— Exercise description —
How many lines of the entries below contain the string "horn"? State the number alone.

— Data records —

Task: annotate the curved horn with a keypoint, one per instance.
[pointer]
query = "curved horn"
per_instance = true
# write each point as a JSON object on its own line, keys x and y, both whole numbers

— Task answer —
2